RECORDS SHOWN:
------------------------------------------------------------

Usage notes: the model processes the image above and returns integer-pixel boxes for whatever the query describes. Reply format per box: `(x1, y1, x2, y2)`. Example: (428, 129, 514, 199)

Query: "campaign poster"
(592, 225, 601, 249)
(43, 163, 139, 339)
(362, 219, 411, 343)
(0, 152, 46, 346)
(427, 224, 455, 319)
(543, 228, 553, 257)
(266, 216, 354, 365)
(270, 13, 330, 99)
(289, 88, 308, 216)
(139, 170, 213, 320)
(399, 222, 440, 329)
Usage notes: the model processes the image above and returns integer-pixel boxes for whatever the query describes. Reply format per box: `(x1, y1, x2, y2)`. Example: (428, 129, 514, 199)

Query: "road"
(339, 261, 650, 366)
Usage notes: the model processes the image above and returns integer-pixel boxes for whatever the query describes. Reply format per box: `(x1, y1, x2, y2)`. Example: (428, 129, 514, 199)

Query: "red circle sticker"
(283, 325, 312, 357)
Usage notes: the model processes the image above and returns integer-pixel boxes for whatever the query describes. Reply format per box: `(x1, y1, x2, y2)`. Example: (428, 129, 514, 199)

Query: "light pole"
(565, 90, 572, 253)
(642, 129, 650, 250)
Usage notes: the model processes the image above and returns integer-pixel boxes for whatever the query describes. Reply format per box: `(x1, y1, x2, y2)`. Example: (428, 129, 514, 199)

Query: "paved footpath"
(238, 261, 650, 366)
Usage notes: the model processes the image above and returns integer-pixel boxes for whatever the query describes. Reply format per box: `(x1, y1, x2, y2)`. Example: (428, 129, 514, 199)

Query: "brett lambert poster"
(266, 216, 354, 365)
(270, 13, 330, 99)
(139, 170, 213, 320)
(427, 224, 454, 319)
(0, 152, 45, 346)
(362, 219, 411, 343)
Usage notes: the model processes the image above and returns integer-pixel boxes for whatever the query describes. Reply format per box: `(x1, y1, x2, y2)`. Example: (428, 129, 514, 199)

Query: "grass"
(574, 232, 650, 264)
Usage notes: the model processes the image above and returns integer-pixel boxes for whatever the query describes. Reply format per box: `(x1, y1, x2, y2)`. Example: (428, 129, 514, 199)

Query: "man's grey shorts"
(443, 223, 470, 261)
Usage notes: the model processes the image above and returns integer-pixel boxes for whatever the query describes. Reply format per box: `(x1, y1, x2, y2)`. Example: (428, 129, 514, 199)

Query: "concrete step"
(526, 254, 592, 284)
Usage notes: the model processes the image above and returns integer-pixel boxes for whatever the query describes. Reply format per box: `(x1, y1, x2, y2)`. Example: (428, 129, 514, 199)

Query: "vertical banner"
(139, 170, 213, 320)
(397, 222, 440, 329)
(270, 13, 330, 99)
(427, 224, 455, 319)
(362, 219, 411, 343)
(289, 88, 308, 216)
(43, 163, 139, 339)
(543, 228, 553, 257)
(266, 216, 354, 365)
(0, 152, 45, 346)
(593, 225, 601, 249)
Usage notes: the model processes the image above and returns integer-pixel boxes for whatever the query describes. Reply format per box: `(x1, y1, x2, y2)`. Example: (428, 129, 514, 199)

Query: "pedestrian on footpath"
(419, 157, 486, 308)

------------------------------------------------------------

PROBLEM DETAILS:
Print all the lines exactly as they occur in the listing.

TASK ANSWER:
Usage notes: the model processes the image above and returns integer-pixel boxes for whatever the query describes. Reply format per box: `(x1, y1, x2, y2)`. Example: (428, 129, 514, 199)

Query: "campaign poster"
(592, 225, 601, 249)
(43, 163, 139, 339)
(362, 219, 411, 343)
(0, 152, 46, 346)
(427, 224, 455, 319)
(543, 228, 553, 257)
(266, 216, 354, 365)
(270, 13, 330, 99)
(289, 88, 308, 216)
(139, 170, 213, 320)
(399, 222, 440, 329)
Usage notes: the model processes the image above and returns integer-pixel boxes for whatever the query describes. Reply format per box: `(x1, y1, x2, y2)`. Example: (428, 129, 514, 199)

Query: "road"
(339, 261, 650, 366)
Usage notes: the model processes the image above and returns integer-pixel boxes for whatever the query describes. Reply format per box: `(x1, y1, x2, y2)`. Example: (428, 129, 514, 199)

Query: "red circle sticker"
(283, 325, 312, 357)
Usage notes: the model processes the image above and returns integer-pixel boxes for whatever the query describes. Reply format per box: `(x1, y1, x2, y2)`. Example: (428, 129, 514, 199)

Query: "light pole"
(565, 90, 572, 253)
(642, 129, 650, 250)
Usage notes: the model processes the image above and returns integer-pixel boxes for whatever the query describes. Reply format per box: `(x1, y1, x2, y2)`. Example: (428, 129, 514, 199)

Query: "paved footpath"
(238, 261, 650, 366)
Usage notes: the model processes the image above and returns integer-pixel boxes for whatever the query describes. Reply format per box: `(x1, y1, x2, y2)`. Example: (428, 129, 514, 199)

Query: "brett lambert poster"
(266, 216, 354, 365)
(270, 13, 330, 99)
(139, 170, 213, 320)
(427, 224, 454, 319)
(0, 152, 45, 346)
(362, 219, 411, 343)
Usage notes: the model processes the image above and returns integer-pixel boxes for whatever the query describes. Reply format per box: `(x1, y1, x2, y2)`. Example: (428, 129, 514, 199)

Query: "grass"
(574, 232, 650, 264)
Usage notes: the model processes the image above and returns integer-pixel boxes for whatever the query describes. Reply format per box: `(x1, y1, x2, y2)`. Example: (428, 129, 514, 199)

Query: "man's grey shorts"
(443, 223, 470, 261)
Usage notes: the model processes the image above and returns integer-pixel boxes for whatever the query describes. Reply format per box: `(x1, y1, x2, y2)`. Example: (428, 129, 514, 199)

Query: "concrete step"
(526, 254, 592, 284)
Usage notes: the model processes the image above and returns integer-pixel boxes for whatever the query describes. Reply format per box: `(x1, y1, x2, y2)`. Example: (428, 129, 514, 199)

Query: "vertical banner"
(139, 170, 213, 320)
(397, 222, 440, 329)
(270, 13, 330, 99)
(427, 224, 455, 319)
(362, 219, 411, 343)
(289, 88, 308, 216)
(43, 163, 139, 339)
(543, 228, 553, 257)
(266, 216, 354, 365)
(0, 152, 45, 346)
(593, 225, 601, 249)
Usage notes: the model processes the image above and returns integer-pixel boxes for whatever the query describes. Reply format per box: `(x1, y1, x2, y2)`. Example: (428, 129, 514, 199)

Query: "pedestrian on footpath"
(419, 157, 486, 308)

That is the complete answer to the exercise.